* Set exercise:
Scale the rows below by writing out every line again, requests included, with each x and y coordinate in the answers multiplied by 1.4. Round the results to whole numbers, with halves rounded up.

• • • • • • •

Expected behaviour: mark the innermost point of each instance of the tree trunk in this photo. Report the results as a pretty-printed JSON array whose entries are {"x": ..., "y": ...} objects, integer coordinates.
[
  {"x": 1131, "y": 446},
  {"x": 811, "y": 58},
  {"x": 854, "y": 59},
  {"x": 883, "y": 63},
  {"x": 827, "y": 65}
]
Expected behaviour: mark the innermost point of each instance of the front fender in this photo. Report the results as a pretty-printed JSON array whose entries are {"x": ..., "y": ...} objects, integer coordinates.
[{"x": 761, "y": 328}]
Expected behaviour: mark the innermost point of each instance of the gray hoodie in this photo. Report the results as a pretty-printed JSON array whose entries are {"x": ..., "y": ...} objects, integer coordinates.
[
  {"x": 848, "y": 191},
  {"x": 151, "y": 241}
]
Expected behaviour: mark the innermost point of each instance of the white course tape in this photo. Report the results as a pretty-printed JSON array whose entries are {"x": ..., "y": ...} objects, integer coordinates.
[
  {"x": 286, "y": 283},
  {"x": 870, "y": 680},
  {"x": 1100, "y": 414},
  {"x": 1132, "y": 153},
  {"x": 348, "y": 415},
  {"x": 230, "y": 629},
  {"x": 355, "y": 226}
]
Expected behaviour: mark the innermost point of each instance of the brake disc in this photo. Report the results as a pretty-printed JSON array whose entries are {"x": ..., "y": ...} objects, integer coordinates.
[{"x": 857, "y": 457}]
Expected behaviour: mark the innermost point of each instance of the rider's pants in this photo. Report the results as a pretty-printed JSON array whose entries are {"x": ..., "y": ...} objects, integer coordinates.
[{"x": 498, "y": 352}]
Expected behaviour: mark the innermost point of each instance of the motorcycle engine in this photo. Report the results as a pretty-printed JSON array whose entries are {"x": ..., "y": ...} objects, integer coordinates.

• • • • • • •

* Expected answer:
Expected behaviour: mark the innermost point of each instance of the tree trunk in this photo. Report the results as a pretty-printed JSON array whose entries are {"x": ..., "y": ...} objects, integer coordinates.
[
  {"x": 1583, "y": 624},
  {"x": 1135, "y": 81},
  {"x": 1196, "y": 83},
  {"x": 1236, "y": 88},
  {"x": 1158, "y": 91}
]
Expected behaviour: mark the innermost point of each instance of the front fender in this photo. Report the results as a pretty-printed JSON array whose entries are {"x": ..., "y": ...} objects, integer coordinates.
[{"x": 1065, "y": 459}]
Expected behaviour: mark the innermost point of each instance of the gray hoodie in this photo. Report the results as a pretty-printed JSON array whose entries are {"x": ..., "y": ...} objects, integer coordinates.
[
  {"x": 1187, "y": 267},
  {"x": 211, "y": 337}
]
Expected behaviour: mark the innermost point of each instance of the white course tape in this photo. Report the results as a pretty-printed JSON array whose entries are {"x": ..., "y": ...} objects, integer coordinates.
[
  {"x": 400, "y": 396},
  {"x": 1218, "y": 952},
  {"x": 1540, "y": 580},
  {"x": 1585, "y": 214},
  {"x": 487, "y": 581},
  {"x": 322, "y": 881},
  {"x": 497, "y": 316}
]
Expected behaviour: mark the innermost point of each instance of the brake disc in this photo. Report the results as a pretty-printed JSON array whose entries are {"x": ..., "y": ...} objects, integer coordinates.
[{"x": 1200, "y": 640}]
Expected behaviour: mark the innermost point of each instance of the rider's pants in this photo. Report the results as a pretty-printed JSON array whose entries are {"x": ..., "y": ...} objects, integer coordinates.
[{"x": 697, "y": 493}]
Expected behaviour: mark the innermost point of each instance of the motorcycle engine in this photo. Report the results as a pretty-printed JSON array whose entries are {"x": ..., "y": ...} objects, integer coordinates.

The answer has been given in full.